A su madre Josefina –que a menudo dejaba escuchar los cantos del terruño andaluz– la tuvo presente hasta su muerte, ya muy anciana, en 1980: ella mitigaba el desamparo, el hueco, la carencia. No sólo su madre, también su tía Amalia, quien lo inició en la literatura. (Amalia había sido amiga del mayor escritor del modernismo mexicano, el poeta y cronista Manuel Gutiérrez Nájera.) Años más tarde, las mujeres que amó –a menudo de manera intensa y atormentada– le abrieron la puerta hacia su temprana vocación, la poesía.

Qué hacer
a) Imprime sin cambios una parte del texto fuente: empieza en las palabras que contienen "A su madre Josefina" y termina justo después de "vocación, la poesía.".
b) Según el texto fuente, ¿quién inició en la literatura al escritor del que se habla?

Datos proporcionados
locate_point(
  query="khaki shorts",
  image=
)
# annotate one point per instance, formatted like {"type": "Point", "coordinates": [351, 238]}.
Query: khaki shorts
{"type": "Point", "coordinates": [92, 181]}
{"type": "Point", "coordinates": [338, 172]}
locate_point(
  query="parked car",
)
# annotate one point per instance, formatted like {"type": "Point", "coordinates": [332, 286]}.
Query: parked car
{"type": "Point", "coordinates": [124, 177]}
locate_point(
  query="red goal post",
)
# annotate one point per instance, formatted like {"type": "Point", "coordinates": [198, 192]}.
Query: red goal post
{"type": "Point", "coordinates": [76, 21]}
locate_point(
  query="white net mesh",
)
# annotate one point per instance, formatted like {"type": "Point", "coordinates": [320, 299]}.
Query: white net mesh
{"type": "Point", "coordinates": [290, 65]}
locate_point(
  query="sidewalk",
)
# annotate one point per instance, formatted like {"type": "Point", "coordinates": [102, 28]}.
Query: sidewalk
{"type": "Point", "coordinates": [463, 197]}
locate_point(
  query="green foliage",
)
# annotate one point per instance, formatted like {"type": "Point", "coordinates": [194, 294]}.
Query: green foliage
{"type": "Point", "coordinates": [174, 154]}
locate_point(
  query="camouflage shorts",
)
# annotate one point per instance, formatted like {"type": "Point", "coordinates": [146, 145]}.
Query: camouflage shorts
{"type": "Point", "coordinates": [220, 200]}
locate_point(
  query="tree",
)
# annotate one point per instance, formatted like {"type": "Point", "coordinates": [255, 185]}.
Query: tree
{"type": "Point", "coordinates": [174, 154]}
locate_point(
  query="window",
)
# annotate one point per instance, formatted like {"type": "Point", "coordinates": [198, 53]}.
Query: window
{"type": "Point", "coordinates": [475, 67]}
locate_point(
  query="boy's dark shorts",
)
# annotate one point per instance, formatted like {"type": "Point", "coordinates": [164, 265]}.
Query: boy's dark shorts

Respuestas por tarea
a)
A su madre Josefina –que a menudo dejaba escuchar los cantos del terruño andaluz– la tuvo presente hasta su muerte, ya muy anciana, en 1980: ella mitigaba el desamparo, el hueco, la carencia. No sólo su madre, también su tía Amalia, quien lo inició en la literatura. (Amalia había sido amiga del mayor escritor del modernismo mexicano, el poeta y cronista Manuel Gutiérrez Nájera.) Años más tarde, las mujeres que amó –a menudo de manera intensa y atormentada– le abrieron la puerta hacia su temprana vocación, la poesía.

b) Su tía Amalia.